**Material supplied:**
============

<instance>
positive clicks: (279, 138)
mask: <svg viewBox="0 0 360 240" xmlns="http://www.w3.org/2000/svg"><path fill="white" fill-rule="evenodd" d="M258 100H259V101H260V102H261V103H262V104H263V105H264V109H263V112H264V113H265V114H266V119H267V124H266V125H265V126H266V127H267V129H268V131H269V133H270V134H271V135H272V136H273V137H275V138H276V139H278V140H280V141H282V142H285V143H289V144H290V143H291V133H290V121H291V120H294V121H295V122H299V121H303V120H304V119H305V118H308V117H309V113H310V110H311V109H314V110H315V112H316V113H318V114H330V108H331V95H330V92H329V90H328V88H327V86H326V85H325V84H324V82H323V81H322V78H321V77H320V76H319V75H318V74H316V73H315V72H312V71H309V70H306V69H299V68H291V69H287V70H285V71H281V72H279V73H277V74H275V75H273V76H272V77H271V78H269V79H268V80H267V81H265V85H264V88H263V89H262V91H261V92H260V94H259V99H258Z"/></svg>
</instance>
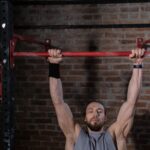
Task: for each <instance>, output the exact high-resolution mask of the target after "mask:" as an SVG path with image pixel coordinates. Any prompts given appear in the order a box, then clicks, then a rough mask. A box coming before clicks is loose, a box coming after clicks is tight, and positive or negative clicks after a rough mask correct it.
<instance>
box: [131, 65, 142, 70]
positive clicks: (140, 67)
mask: <svg viewBox="0 0 150 150" xmlns="http://www.w3.org/2000/svg"><path fill="white" fill-rule="evenodd" d="M133 68H136V69H142V68H143V65H142V64H134V65H133Z"/></svg>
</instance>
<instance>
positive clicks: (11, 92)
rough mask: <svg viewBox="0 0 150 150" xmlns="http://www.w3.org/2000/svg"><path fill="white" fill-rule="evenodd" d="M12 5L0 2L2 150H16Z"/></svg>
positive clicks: (12, 11) (0, 39)
mask: <svg viewBox="0 0 150 150" xmlns="http://www.w3.org/2000/svg"><path fill="white" fill-rule="evenodd" d="M12 12H13V11H12V3H11V1H10V0H4V1H3V0H1V1H0V43H1V52H2V55H1V59H2V109H3V141H2V142H3V147H2V148H1V149H2V150H13V149H14V126H13V111H14V106H13V105H14V100H13V89H12V88H13V86H12V85H13V83H12V82H13V80H12V68H11V67H10V40H11V39H12V37H13V23H12V18H13V17H12V14H13V13H12Z"/></svg>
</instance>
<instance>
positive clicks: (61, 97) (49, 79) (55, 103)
mask: <svg viewBox="0 0 150 150" xmlns="http://www.w3.org/2000/svg"><path fill="white" fill-rule="evenodd" d="M49 85H50V94H51V98H52V101H53V103H54V105H55V104H60V103H62V102H63V92H62V83H61V80H60V79H57V78H53V77H49Z"/></svg>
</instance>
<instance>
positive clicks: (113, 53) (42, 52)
mask: <svg viewBox="0 0 150 150" xmlns="http://www.w3.org/2000/svg"><path fill="white" fill-rule="evenodd" d="M130 53H131V52H130V51H122V52H62V55H63V56H65V57H115V56H120V57H123V56H129V54H130ZM145 55H146V56H150V52H145ZM13 56H15V57H26V56H28V57H30V56H32V57H36V56H42V57H48V56H49V54H48V52H14V54H13Z"/></svg>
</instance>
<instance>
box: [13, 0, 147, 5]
mask: <svg viewBox="0 0 150 150" xmlns="http://www.w3.org/2000/svg"><path fill="white" fill-rule="evenodd" d="M139 2H140V3H143V2H149V0H142V1H140V0H122V1H120V0H86V1H85V0H51V1H45V0H44V1H42V0H38V1H33V0H32V1H25V0H22V1H19V0H16V1H14V5H75V4H80V5H81V4H84V5H85V4H116V3H139Z"/></svg>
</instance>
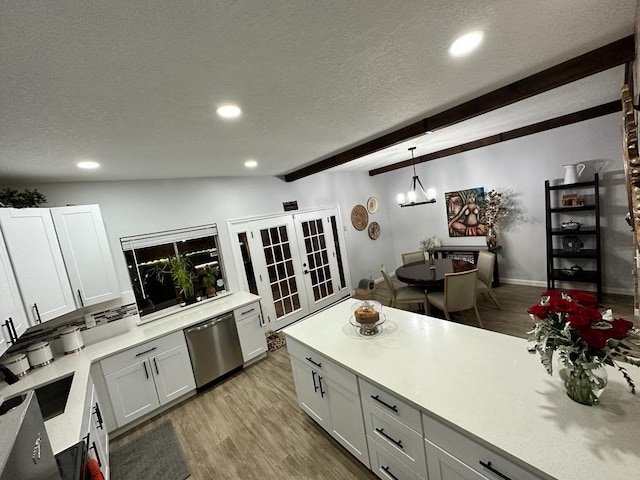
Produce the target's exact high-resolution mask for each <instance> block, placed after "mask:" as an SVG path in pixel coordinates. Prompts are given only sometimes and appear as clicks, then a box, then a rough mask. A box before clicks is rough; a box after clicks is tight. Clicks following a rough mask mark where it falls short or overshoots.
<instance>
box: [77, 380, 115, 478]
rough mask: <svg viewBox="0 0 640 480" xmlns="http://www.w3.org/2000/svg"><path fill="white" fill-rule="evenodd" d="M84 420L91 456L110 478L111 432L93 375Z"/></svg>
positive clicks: (84, 408)
mask: <svg viewBox="0 0 640 480" xmlns="http://www.w3.org/2000/svg"><path fill="white" fill-rule="evenodd" d="M84 414H85V419H84V420H83V432H84V433H85V435H84V440H85V441H86V443H87V449H88V453H89V457H91V458H95V459H96V460H97V461H98V465H100V470H101V471H102V473H103V475H104V477H105V479H106V480H109V434H108V433H107V426H106V425H105V423H104V420H103V418H102V412H101V410H100V402H99V400H98V394H97V392H96V389H95V386H94V384H93V381H92V380H91V377H89V385H88V387H87V395H86V397H85V407H84Z"/></svg>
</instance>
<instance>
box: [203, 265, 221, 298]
mask: <svg viewBox="0 0 640 480" xmlns="http://www.w3.org/2000/svg"><path fill="white" fill-rule="evenodd" d="M219 272H220V269H219V268H218V267H212V268H209V269H208V270H207V272H206V273H205V274H204V275H203V276H202V285H204V288H205V292H206V294H207V298H210V297H213V296H214V295H215V294H216V279H217V278H218V273H219Z"/></svg>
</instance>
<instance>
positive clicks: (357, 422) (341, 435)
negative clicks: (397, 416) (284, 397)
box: [318, 376, 369, 467]
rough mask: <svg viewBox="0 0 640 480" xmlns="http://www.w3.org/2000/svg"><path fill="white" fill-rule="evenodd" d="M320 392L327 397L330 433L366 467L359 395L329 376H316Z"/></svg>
mask: <svg viewBox="0 0 640 480" xmlns="http://www.w3.org/2000/svg"><path fill="white" fill-rule="evenodd" d="M318 383H319V385H320V390H321V392H320V393H321V394H322V395H324V397H325V398H326V399H327V402H328V404H329V413H330V415H331V435H332V436H333V437H334V438H335V439H336V440H338V442H340V444H341V445H342V446H343V447H344V448H346V449H347V450H349V452H350V453H351V455H353V456H354V457H356V458H357V459H358V460H360V461H361V462H362V463H364V464H365V465H366V466H367V467H368V466H369V450H368V449H367V436H366V433H365V429H364V418H363V417H362V404H361V403H360V395H358V394H357V393H353V392H351V391H349V390H347V389H346V388H344V387H342V386H341V385H340V384H338V383H337V382H334V381H332V380H331V379H329V378H326V377H322V376H318ZM323 392H324V393H323Z"/></svg>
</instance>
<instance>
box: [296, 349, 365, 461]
mask: <svg viewBox="0 0 640 480" xmlns="http://www.w3.org/2000/svg"><path fill="white" fill-rule="evenodd" d="M287 348H288V350H289V354H290V358H291V368H292V370H293V379H294V383H295V386H296V393H297V396H298V402H299V404H300V406H301V407H302V408H303V410H304V411H305V412H306V413H307V414H308V415H309V416H310V417H311V418H313V419H314V420H315V421H316V422H317V423H318V424H319V425H320V426H321V427H322V428H324V429H325V430H326V431H327V432H328V433H329V434H330V435H331V436H332V437H333V438H335V439H336V440H337V441H338V442H339V443H340V444H341V445H342V446H343V447H344V448H346V449H347V450H348V451H349V452H350V453H351V454H352V455H353V456H354V457H356V458H357V459H358V460H360V461H361V462H362V463H363V464H365V465H366V466H367V467H369V466H370V462H369V450H368V447H367V439H366V434H365V429H364V419H363V417H362V405H361V403H360V393H359V391H358V380H357V378H356V376H355V375H354V374H353V373H351V372H349V371H347V370H345V369H344V368H342V367H340V366H338V365H337V364H335V363H333V362H331V361H329V360H327V359H326V358H325V357H323V356H322V355H319V354H317V353H315V352H314V351H312V350H310V349H307V348H306V347H305V346H303V345H301V344H299V343H297V342H295V341H293V340H291V339H287Z"/></svg>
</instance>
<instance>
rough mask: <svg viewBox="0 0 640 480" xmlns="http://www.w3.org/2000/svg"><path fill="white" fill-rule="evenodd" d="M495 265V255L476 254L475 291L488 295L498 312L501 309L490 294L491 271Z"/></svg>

============

**What is being asked:** Within the records above, work out on how many lines the string "high" appears, and give only that number.

**Exercise response:** 2